**The data**
+===+
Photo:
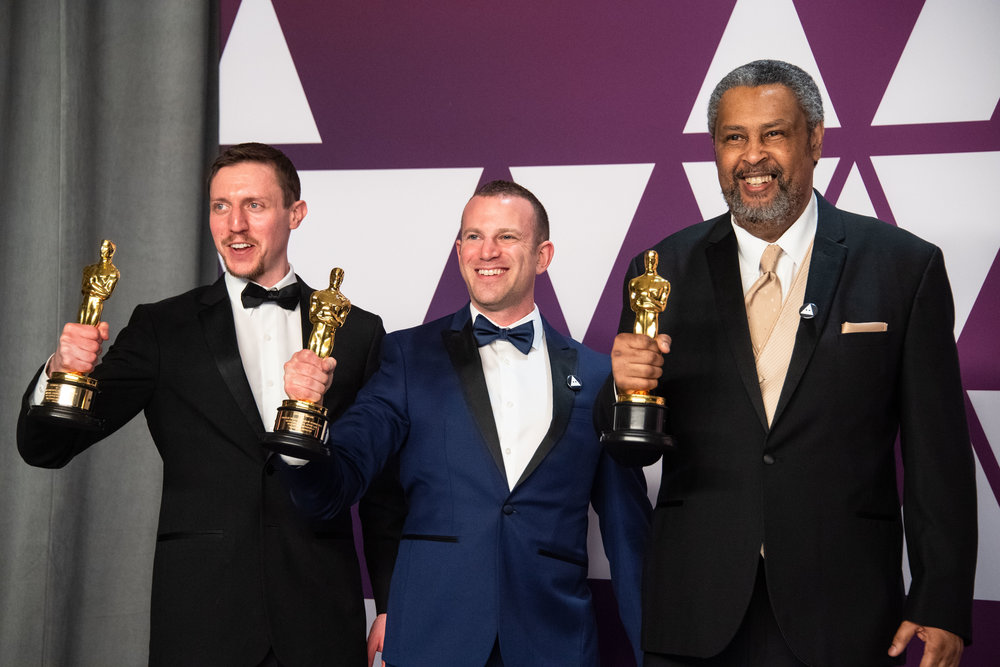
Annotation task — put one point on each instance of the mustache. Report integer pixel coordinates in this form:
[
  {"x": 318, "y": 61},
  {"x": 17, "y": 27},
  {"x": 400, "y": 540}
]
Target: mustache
[
  {"x": 763, "y": 169},
  {"x": 239, "y": 238}
]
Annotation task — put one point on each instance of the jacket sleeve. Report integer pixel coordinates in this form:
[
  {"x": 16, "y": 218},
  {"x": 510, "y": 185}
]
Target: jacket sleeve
[
  {"x": 125, "y": 378},
  {"x": 620, "y": 501},
  {"x": 382, "y": 509},
  {"x": 939, "y": 493}
]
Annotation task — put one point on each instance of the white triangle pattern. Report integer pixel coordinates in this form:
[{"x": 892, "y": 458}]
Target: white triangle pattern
[
  {"x": 759, "y": 29},
  {"x": 948, "y": 70},
  {"x": 854, "y": 197},
  {"x": 987, "y": 407},
  {"x": 255, "y": 59},
  {"x": 958, "y": 213},
  {"x": 590, "y": 210},
  {"x": 391, "y": 230}
]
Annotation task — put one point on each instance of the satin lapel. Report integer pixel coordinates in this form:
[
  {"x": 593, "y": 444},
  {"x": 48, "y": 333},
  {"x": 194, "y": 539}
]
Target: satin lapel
[
  {"x": 722, "y": 254},
  {"x": 304, "y": 311},
  {"x": 825, "y": 268},
  {"x": 220, "y": 335},
  {"x": 562, "y": 361},
  {"x": 464, "y": 355}
]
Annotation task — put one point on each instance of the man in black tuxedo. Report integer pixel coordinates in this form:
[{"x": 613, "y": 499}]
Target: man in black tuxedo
[
  {"x": 239, "y": 578},
  {"x": 777, "y": 535}
]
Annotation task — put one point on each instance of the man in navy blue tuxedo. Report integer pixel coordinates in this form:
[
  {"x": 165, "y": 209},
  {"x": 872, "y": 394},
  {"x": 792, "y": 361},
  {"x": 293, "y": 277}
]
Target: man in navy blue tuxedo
[{"x": 490, "y": 413}]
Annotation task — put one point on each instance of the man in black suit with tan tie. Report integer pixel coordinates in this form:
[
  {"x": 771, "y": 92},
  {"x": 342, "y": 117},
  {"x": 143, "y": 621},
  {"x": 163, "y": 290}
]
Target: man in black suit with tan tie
[
  {"x": 802, "y": 340},
  {"x": 239, "y": 578}
]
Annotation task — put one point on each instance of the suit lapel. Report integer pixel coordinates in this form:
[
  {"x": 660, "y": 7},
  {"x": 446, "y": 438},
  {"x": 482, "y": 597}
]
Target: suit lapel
[
  {"x": 464, "y": 355},
  {"x": 220, "y": 335},
  {"x": 304, "y": 311},
  {"x": 825, "y": 267},
  {"x": 562, "y": 362},
  {"x": 722, "y": 254}
]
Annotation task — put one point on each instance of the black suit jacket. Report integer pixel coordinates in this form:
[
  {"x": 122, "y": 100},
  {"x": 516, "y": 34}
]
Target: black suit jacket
[
  {"x": 819, "y": 487},
  {"x": 236, "y": 567}
]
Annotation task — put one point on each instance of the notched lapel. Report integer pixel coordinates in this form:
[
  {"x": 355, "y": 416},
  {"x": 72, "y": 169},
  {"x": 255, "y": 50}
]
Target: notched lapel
[
  {"x": 464, "y": 355},
  {"x": 722, "y": 254},
  {"x": 220, "y": 335},
  {"x": 562, "y": 362}
]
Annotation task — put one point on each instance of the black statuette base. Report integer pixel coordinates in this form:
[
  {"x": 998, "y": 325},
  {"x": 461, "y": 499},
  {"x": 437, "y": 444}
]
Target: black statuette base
[
  {"x": 638, "y": 436},
  {"x": 66, "y": 416},
  {"x": 295, "y": 444}
]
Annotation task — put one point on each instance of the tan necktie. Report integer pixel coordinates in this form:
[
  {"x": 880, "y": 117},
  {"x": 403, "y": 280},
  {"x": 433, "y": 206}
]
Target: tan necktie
[{"x": 764, "y": 298}]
+===+
Reproduce the material above in full and without alteration, but skip all pictures.

**Result of the task**
Photo:
Annotation task — put one point on each instance of the mustache. Report integer pixel coordinates in this form:
[
  {"x": 318, "y": 61},
  {"x": 17, "y": 27},
  {"x": 400, "y": 540}
]
Target: mustache
[
  {"x": 763, "y": 169},
  {"x": 239, "y": 238}
]
Annotation task — put one point on each instance of the jacket sleeve. Report integer pixel coordinates in this form:
[
  {"x": 16, "y": 218},
  {"x": 510, "y": 185}
]
Target: jacket sleeve
[
  {"x": 125, "y": 378},
  {"x": 620, "y": 501},
  {"x": 382, "y": 509},
  {"x": 939, "y": 493}
]
Annotation task — put one point on each instance of the white triangle pattern. Report integer pixel coordinates in this form:
[{"x": 892, "y": 458}]
Target: white triangle pattern
[
  {"x": 759, "y": 29},
  {"x": 948, "y": 70},
  {"x": 854, "y": 197},
  {"x": 987, "y": 407},
  {"x": 255, "y": 59},
  {"x": 958, "y": 213},
  {"x": 590, "y": 210},
  {"x": 391, "y": 230}
]
Annotation task — put one point on each instance of the satin lapel. Report integer pixel coordinates in this form:
[
  {"x": 593, "y": 444},
  {"x": 48, "y": 333},
  {"x": 194, "y": 539}
]
Target: satin lapel
[
  {"x": 722, "y": 254},
  {"x": 304, "y": 311},
  {"x": 825, "y": 268},
  {"x": 220, "y": 335},
  {"x": 562, "y": 361},
  {"x": 464, "y": 355}
]
Annotation task — put one point on each instance of the man in black tuxedo. Report integer pixel coordinates in this form:
[{"x": 613, "y": 499}]
Target: man in black tuxedo
[
  {"x": 239, "y": 578},
  {"x": 777, "y": 535}
]
Annotation task — put one point on each instance of the man in navy blue tuxedo. Report integer pixel coordinates in this form:
[
  {"x": 165, "y": 209},
  {"x": 872, "y": 394},
  {"x": 792, "y": 361},
  {"x": 293, "y": 277}
]
Target: man in navy blue tuxedo
[{"x": 490, "y": 413}]
Annotation task — put one point on each instance of the man in black suit with tan tie. Report integer pixel coordinates in this form:
[
  {"x": 771, "y": 92},
  {"x": 342, "y": 117},
  {"x": 143, "y": 621},
  {"x": 163, "y": 290}
]
Target: man in black suit with tan tie
[
  {"x": 802, "y": 340},
  {"x": 239, "y": 578}
]
Annotation task — put one point on each instance of the suit lapel. Report integer pixel coordinates in this form:
[
  {"x": 660, "y": 7},
  {"x": 446, "y": 438},
  {"x": 482, "y": 597}
]
Target: suit lapel
[
  {"x": 464, "y": 355},
  {"x": 220, "y": 335},
  {"x": 304, "y": 311},
  {"x": 825, "y": 267},
  {"x": 562, "y": 362},
  {"x": 722, "y": 254}
]
Annotation task — put one point on each instance of the black suit jacket. Report integer pixel coordinates in this form:
[
  {"x": 122, "y": 100},
  {"x": 516, "y": 34}
]
Target: black suit jacket
[
  {"x": 819, "y": 487},
  {"x": 236, "y": 567}
]
Annotation task — put one point on each instance of the notched lapel. Report integer pixel coordinates in this form:
[
  {"x": 355, "y": 416},
  {"x": 72, "y": 169},
  {"x": 255, "y": 50}
]
Target: notched lapel
[
  {"x": 464, "y": 355},
  {"x": 722, "y": 254},
  {"x": 220, "y": 335},
  {"x": 562, "y": 362}
]
Annotation task — put one point on each instance of the black statuette base. Report integer pixel coordinates in this form:
[
  {"x": 998, "y": 325},
  {"x": 461, "y": 499},
  {"x": 437, "y": 444}
]
Target: black statuette base
[
  {"x": 638, "y": 436},
  {"x": 66, "y": 416},
  {"x": 295, "y": 444}
]
Annotation task — put one point on each instance of the tan necktie. Report integer pixel coordinates in this form:
[
  {"x": 880, "y": 117},
  {"x": 403, "y": 280},
  {"x": 433, "y": 206}
]
Target: tan necktie
[{"x": 764, "y": 298}]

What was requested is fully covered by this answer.